#### DATA SHOWN
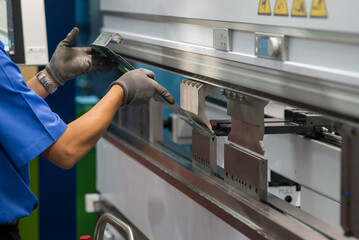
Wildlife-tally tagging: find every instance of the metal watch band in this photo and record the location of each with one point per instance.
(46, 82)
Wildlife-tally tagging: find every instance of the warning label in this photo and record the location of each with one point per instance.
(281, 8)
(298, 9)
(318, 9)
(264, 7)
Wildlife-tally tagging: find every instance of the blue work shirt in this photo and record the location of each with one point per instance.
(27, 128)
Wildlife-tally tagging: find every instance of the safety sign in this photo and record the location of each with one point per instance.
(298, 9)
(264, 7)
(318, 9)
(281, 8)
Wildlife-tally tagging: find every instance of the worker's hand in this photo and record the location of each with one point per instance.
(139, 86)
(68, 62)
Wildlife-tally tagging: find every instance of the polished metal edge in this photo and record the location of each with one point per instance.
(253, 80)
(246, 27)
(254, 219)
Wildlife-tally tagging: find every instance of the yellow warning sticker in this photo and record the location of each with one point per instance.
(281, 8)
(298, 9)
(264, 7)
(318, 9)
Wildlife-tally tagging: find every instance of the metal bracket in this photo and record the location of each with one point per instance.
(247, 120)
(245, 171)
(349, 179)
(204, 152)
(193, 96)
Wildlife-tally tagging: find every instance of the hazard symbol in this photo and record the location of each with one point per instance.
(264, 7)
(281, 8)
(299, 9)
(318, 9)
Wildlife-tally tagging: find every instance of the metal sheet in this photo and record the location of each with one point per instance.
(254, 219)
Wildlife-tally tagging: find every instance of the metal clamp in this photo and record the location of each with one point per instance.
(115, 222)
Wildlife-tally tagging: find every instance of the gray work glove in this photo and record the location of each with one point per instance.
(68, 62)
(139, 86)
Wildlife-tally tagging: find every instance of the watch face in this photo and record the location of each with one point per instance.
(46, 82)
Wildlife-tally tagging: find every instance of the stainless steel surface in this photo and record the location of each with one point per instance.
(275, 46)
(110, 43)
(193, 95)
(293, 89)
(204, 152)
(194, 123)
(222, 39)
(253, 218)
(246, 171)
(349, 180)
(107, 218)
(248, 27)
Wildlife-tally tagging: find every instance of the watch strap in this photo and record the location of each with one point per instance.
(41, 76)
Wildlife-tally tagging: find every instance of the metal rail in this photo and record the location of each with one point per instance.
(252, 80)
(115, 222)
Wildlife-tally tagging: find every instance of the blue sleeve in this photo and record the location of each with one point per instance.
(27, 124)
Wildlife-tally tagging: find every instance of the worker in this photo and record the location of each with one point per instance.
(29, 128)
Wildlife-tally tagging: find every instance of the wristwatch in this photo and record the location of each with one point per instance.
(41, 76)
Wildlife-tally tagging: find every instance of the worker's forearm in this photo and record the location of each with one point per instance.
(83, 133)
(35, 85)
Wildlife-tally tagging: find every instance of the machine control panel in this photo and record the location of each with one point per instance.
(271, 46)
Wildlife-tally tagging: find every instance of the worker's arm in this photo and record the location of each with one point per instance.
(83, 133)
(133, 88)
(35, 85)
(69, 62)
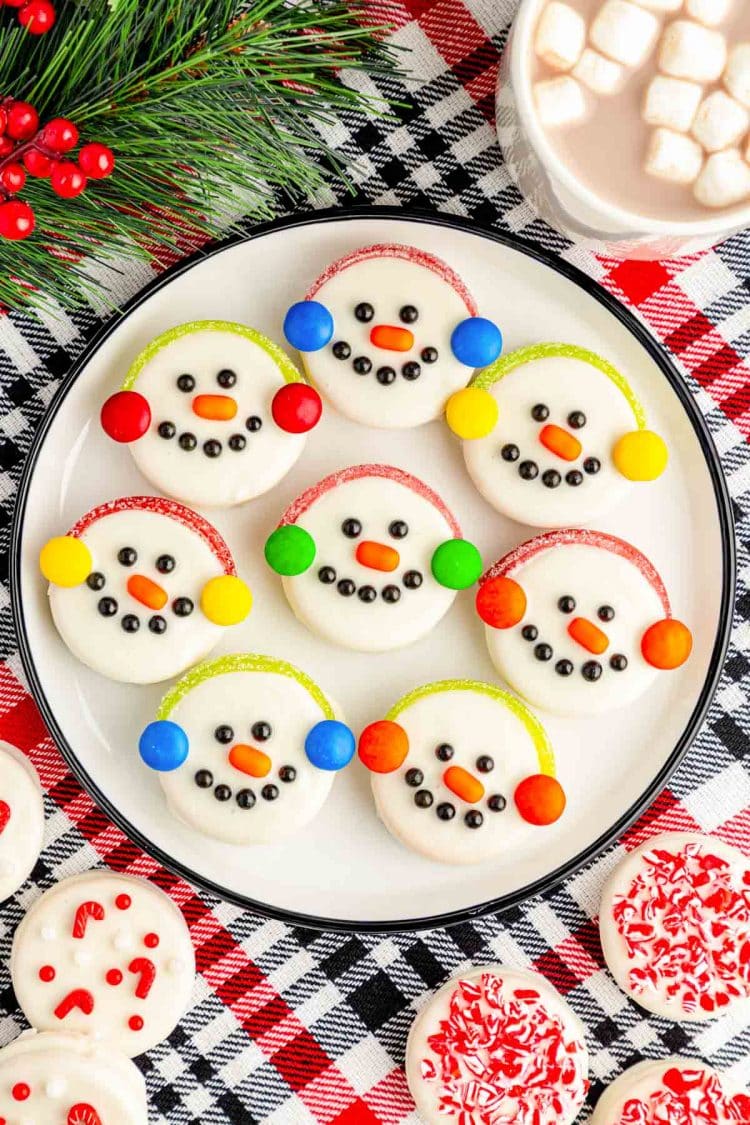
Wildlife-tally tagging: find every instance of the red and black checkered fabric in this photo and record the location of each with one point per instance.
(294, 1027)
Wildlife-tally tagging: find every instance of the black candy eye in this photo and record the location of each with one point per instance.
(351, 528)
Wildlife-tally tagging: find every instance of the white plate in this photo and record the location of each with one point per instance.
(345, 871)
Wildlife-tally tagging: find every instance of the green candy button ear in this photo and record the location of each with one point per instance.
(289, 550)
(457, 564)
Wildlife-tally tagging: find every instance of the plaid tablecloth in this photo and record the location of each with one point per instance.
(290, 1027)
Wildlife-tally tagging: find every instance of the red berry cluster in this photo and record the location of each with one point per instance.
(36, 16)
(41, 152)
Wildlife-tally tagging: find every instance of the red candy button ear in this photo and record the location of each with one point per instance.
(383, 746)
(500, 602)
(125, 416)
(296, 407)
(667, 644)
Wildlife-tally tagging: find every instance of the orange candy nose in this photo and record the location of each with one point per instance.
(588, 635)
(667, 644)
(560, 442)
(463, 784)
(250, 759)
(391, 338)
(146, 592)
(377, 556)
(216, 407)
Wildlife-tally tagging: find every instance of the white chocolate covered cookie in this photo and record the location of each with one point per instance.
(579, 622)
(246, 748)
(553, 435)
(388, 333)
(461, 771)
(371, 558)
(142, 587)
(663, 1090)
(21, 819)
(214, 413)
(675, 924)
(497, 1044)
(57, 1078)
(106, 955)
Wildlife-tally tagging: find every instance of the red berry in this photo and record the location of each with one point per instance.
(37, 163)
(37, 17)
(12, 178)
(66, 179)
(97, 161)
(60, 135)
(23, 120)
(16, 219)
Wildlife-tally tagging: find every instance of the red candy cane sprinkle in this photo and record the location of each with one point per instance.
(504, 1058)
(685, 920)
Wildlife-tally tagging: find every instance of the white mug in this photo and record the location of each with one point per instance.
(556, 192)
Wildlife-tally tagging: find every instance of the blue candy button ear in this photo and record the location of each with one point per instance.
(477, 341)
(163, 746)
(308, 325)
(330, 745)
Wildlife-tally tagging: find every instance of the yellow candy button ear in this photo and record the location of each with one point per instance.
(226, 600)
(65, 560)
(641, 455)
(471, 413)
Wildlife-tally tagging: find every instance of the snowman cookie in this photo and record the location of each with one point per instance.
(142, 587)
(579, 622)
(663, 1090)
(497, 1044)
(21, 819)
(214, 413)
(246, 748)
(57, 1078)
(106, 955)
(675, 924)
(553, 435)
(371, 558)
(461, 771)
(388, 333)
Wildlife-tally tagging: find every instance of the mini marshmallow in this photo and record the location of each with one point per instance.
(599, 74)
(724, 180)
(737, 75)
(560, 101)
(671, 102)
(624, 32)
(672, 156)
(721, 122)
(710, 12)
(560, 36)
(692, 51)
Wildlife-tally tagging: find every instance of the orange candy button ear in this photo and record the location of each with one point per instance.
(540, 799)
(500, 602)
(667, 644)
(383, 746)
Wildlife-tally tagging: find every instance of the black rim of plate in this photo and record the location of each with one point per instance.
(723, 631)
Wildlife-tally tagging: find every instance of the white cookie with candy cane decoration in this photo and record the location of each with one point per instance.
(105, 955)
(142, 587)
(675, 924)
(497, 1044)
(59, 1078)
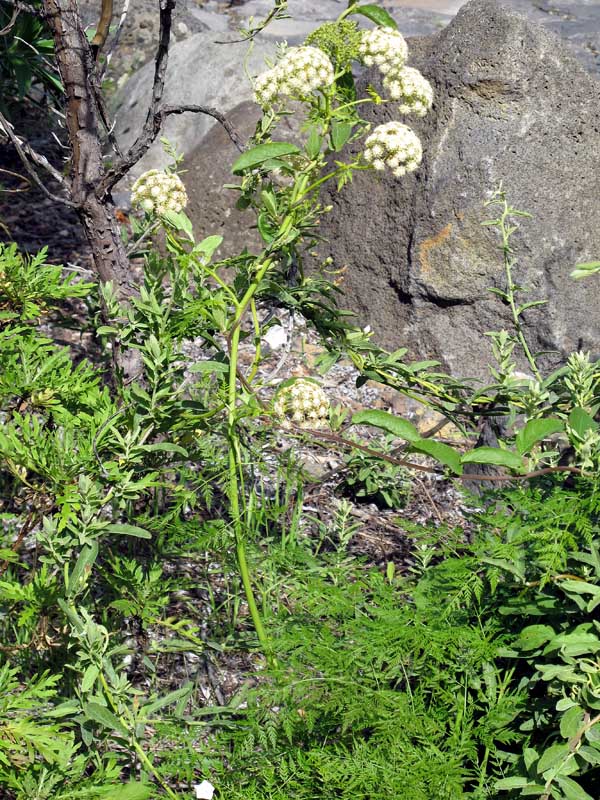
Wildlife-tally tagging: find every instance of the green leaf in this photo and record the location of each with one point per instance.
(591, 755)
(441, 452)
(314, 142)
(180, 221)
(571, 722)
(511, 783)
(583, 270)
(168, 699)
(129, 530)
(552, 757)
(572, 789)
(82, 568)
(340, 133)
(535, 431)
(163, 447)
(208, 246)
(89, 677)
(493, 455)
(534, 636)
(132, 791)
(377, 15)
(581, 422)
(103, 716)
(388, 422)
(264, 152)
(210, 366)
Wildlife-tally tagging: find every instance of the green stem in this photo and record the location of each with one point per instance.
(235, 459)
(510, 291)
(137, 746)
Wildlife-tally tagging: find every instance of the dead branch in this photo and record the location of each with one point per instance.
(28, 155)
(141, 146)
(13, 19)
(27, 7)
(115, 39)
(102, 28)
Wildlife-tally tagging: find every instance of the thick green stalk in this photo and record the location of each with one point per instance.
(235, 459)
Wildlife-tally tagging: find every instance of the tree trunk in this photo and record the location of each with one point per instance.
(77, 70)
########
TASK INSTRUCTIONS
Retype every one of the entries above word for word, and leave the pictures out of your copy.

EXERCISE RESULT
Wildlife-tally tagging: find every instance of the metal watch band in this photo and record the location of each with one point per instance.
(46, 82)
Wildlife-tally tagging: find every instance of the warning label in this photo and record the location of each with one point per instance.
(281, 8)
(298, 9)
(318, 9)
(264, 7)
Wildlife-tally tagging: find every instance of the blue work shirt in this photo and record the location of each with one point per instance.
(27, 128)
Wildlife-tally tagging: find every instance of the safety sign in this photo and record the location of each with one point per instance.
(298, 9)
(264, 7)
(318, 9)
(281, 8)
Wildlife-tally tagging: find every instance of the worker's hand in this photo and record the location of each with one point per instance.
(139, 86)
(68, 62)
Wildlife-tally tagging: find every instance of the polished metal edge in this photo and record the location of each with one point per instance.
(253, 80)
(246, 27)
(254, 219)
Wildlife-tally tagging: find every instance of the yellow warning sticker in this photo and record the location of each with one point per instance.
(281, 8)
(298, 9)
(264, 7)
(318, 9)
Wildlife-tally tagging: find every instance of the metal bracket in this photo and record the location of each with one point per instance.
(247, 120)
(245, 171)
(349, 179)
(204, 152)
(193, 96)
Wildlife-tally tagging: find every instance of the hazard symbol in this photo and record the location of each with one point per instance.
(264, 7)
(281, 8)
(299, 9)
(318, 9)
Wildlife-tally tagging: find every instance of the metal sheet in this photo and record the location of each with one point per instance.
(254, 219)
Wildlife-tally tagging: find every instance of the metal clamp in this photo and record the location of each with one point per instance.
(115, 222)
Wildlife-tally tagging: find every instance of the gray work glove in this photo and record the location of each with one point per instance.
(68, 62)
(139, 86)
Wildlife-tally tagging: find every instance of the watch face in this photo and record the location of each with one point per instance.
(46, 82)
Wildlife-tally tagging: find every instance of the stainless steel surface in this photo and record the location of each with one point per instance.
(275, 46)
(110, 43)
(193, 95)
(293, 89)
(204, 152)
(194, 123)
(222, 39)
(253, 218)
(246, 171)
(349, 180)
(107, 218)
(248, 27)
Wildlife-tally tagging: find every instance of the watch strap in this photo and record the location of each with one point per instance.
(41, 76)
Wildlife-tally tagging: find every instance of the metal rail in this photo and record the location of each with one point per instance.
(252, 80)
(115, 222)
Wildlife-tally tagging: find every instance of the blue sleeve in this photo and record the location of each with one point per instance.
(27, 124)
Wildlife-tally tagging: find every instance of the worker in this photo and record the location of each with one point per instance.
(29, 128)
Wildlife-tally tagging: find every instance of the wristwatch in this photo and record the location of each with one point per instance.
(41, 76)
Wildlife-tally tagging: find every instance of the worker's forearm in this photo and record the location of each with one point per instance.
(83, 133)
(35, 85)
Wildlife-tally tagging: find every instance of the machine control panel in this photo and record the location of each with one point per instance.
(271, 46)
Wildlife-tally tagging: find every instance of the worker's arm in this photo and record the location of each with one point per instance.
(83, 133)
(133, 88)
(35, 85)
(69, 62)
Wildlife-tally tagging: find every instance of the red and black checkered fabric in this photo and record the location of each with one point per instance.
(294, 1027)
Wildlife-tally tagging: find every instance of the black candy eye in this photo and record the location of each with one point per instance.
(351, 528)
Wildlife-tally tagging: find every instance of the white plate in this photo and record the location of each with one point per instance.
(345, 871)
Wildlife-tally tagging: find every instance of the green candy button ear in this photo and record the location of each with one point per instance.
(289, 550)
(457, 564)
Wildlife-tally tagging: find every instance of the plaid tablecloth in this photo and record the location of each with one point per instance.
(290, 1027)
Wildlife-tally tagging: find every instance of the red berry cluster in this photo and record the location of each with one point per instance.
(36, 16)
(41, 152)
Wildlife-tally tagging: find every instance of the red candy button ear in this photo and record the location of each with one point per instance.
(383, 746)
(500, 602)
(125, 416)
(296, 407)
(667, 644)
Wildlife-tally tagging: find every instance of the orange candy nose in this photo and record the location of each with one point per instance.
(588, 635)
(667, 644)
(560, 442)
(463, 784)
(250, 759)
(391, 338)
(146, 592)
(377, 556)
(216, 407)
Wildlife-tally tagging: find every instance of the white chocolate covered cookie in this photo and record the location of each with one point per instance.
(579, 622)
(246, 748)
(553, 435)
(388, 333)
(461, 771)
(371, 558)
(142, 587)
(663, 1090)
(21, 819)
(214, 413)
(675, 924)
(497, 1044)
(57, 1078)
(106, 955)
Wildlife-tally tagging: find every instance of the red berry in this photo and record the location of each with one point per instance.
(37, 163)
(37, 17)
(12, 178)
(66, 179)
(97, 161)
(60, 135)
(23, 120)
(16, 219)
Wildlife-tally tagging: find every instance of the red candy cane sprinkle in this photo and record the location of each with one point per instance.
(504, 1058)
(685, 920)
Wildlife-tally tagging: find every instance of the white mug in this photo and record the location of each with one point per instance.
(556, 192)
Wildlife-tally tagging: find every instance of the blue candy button ear in this photo and record the location of each with one point per instance.
(477, 341)
(163, 746)
(308, 325)
(330, 745)
Wildlife-tally tagging: find every instance of the yellow candy button ear in this photo and record the location of each with one point per instance.
(226, 600)
(65, 560)
(641, 455)
(471, 413)
Wildlife-tally tagging: find every instance of the snowman cookie in this photo and record the location of each with one point per instance.
(142, 587)
(579, 622)
(663, 1090)
(497, 1044)
(21, 819)
(214, 413)
(246, 748)
(57, 1078)
(106, 955)
(675, 924)
(553, 435)
(371, 558)
(461, 771)
(388, 333)
Wildlife-tally tagging: find every instance of the mini marshmallow in this photo and record the location of each with one point per instance.
(599, 74)
(724, 180)
(737, 75)
(560, 101)
(671, 102)
(624, 32)
(672, 156)
(721, 122)
(710, 12)
(560, 36)
(692, 51)
Wildlife-tally tagging: find every instance of the orange candy button ear in this photo and record the location of each with one point per instance.
(540, 799)
(500, 602)
(667, 644)
(383, 746)
Wildlife-tally tagging: find every instance of the black rim of plate in this photo and record the location of each with one point per instance.
(723, 631)
Wildlife-tally tagging: find every instance of the white cookie with candy cane decoration in this photo and record the location of each with one point per instance.
(105, 955)
(142, 587)
(675, 924)
(497, 1044)
(59, 1078)
Wildlife-tally tagging: find every instance of the green leaf in this photo and record the location of each with one point per instance.
(591, 755)
(441, 452)
(314, 142)
(180, 221)
(571, 722)
(511, 783)
(583, 270)
(168, 699)
(129, 530)
(552, 757)
(572, 789)
(82, 568)
(340, 133)
(535, 431)
(163, 447)
(208, 246)
(89, 677)
(493, 455)
(534, 636)
(132, 791)
(377, 15)
(581, 422)
(103, 716)
(388, 422)
(264, 152)
(210, 366)
Wildlife-tally tagging: find every instance of the green stem in this photo and record the location of each with one point per instance.
(235, 459)
(510, 291)
(137, 746)
Wildlife-tally tagging: find every instance of the dead branch in this photo and record the location of each with one point per instance.
(28, 155)
(141, 146)
(13, 19)
(27, 7)
(115, 39)
(102, 28)
Wildlife-tally tagging: find every instance of the thick green stalk in this photo and record the location of each with one point per instance.
(235, 459)
Wildlife-tally tagging: find every instance of the tree trunk in this photo and record the location of each with one point per instance.
(77, 70)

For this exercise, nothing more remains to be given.